● PAGE TEXT:
--

In addition to the column definitions and the UNIQUE qualifier, our definition for the StationLines table included three INDEX lines—one for each of the station_id, line_id and north_to_south columns.
While it often helps to think of a relational database table as a glorified spreadsheet with rows and columns, there are some important differences. One is that a database table does not store its rows in any particular order. If we are interested in retrieving rows from the table in a certain order, we must specify it with the ORDER BY clause in our query.
Because rows are not ordered in any particular way, a SELECT query can often take quite a while to fulfill. For example, take the following query:
SELECT id FROM RailStations WHERE name = "Tel Aviv Central";
This might not seem like a time-consuming query, given that it involves a single table and a simple WHERE clause. But since the rows of RailStations are not stored in any particular order, finding the rows where the name is “Tel Aviv Central” can take quite a while. This might be a negligible amount of time in the case of a 100-row table, but when a table contains 1,000 or 10,000 rows, the time can become noticeable. In this particular example, the database server is probably smart enough to realize that RailStations.name has been declared UNIQUE, meaning our query will return one row, if it returns anything. This means the server will, on average, have to search through only half of the rows—but that can still take quite a while.
An index changes this picture by adding a pointer to each column value. If RailStations.name is indexed, the MySQL server can almost immediately find those rows containing a particular value. It can also determine whether a value exists at all.

--

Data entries
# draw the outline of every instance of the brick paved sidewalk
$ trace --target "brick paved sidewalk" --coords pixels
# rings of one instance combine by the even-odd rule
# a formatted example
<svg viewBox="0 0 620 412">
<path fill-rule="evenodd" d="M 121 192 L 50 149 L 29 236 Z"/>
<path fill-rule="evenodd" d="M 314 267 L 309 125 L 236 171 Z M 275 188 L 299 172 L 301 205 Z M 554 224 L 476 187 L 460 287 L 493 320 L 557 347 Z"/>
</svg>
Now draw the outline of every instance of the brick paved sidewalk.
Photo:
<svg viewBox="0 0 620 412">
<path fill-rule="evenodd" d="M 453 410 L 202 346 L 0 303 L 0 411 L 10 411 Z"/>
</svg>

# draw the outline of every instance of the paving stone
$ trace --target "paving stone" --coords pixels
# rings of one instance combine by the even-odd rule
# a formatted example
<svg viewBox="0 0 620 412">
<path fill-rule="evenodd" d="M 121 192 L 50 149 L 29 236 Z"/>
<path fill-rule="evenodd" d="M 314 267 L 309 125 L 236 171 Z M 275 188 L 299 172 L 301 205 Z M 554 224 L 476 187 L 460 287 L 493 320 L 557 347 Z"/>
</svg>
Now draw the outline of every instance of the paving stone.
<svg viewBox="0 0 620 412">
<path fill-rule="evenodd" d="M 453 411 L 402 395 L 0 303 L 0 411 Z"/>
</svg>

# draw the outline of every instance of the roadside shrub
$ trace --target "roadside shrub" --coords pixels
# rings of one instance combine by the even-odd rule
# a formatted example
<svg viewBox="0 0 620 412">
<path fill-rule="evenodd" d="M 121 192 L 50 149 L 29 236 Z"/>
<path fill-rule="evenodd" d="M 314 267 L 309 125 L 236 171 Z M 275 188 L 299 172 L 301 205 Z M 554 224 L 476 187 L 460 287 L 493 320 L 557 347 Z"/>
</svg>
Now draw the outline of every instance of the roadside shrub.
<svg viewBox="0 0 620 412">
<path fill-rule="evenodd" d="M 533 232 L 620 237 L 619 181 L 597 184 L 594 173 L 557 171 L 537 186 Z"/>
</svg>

--

● PROBLEM SET:
- a) Check each statement against the text on database indexes above and mark it yes or no, quoting the words of the text that decide it. (i) A database table keeps its rows in a particular order. (ii) The StationLines table definition included three INDEX lines. (iii) For a column declared UNIQUE, the server will on average need to search only half of the rows.
- b) From the text on database indexes above, extract the passage starting at "In addition to" and ending at "and north_to_south columns.".

● ANSWERS TO EACH TASK:
- a)
(i) No: "a database table does not store its rows in any particular order"
(ii) Yes: "our definition for the StationLines table included three INDEX lines"
(iii) Yes: "the server will, on average, have to search through only half of the rows"

- b)
In addition to the column definitions and the UNIQUE qualifier, our definition for the StationLines table included three INDEX lines—one for each of the station_id, line_id and north_to_south columns.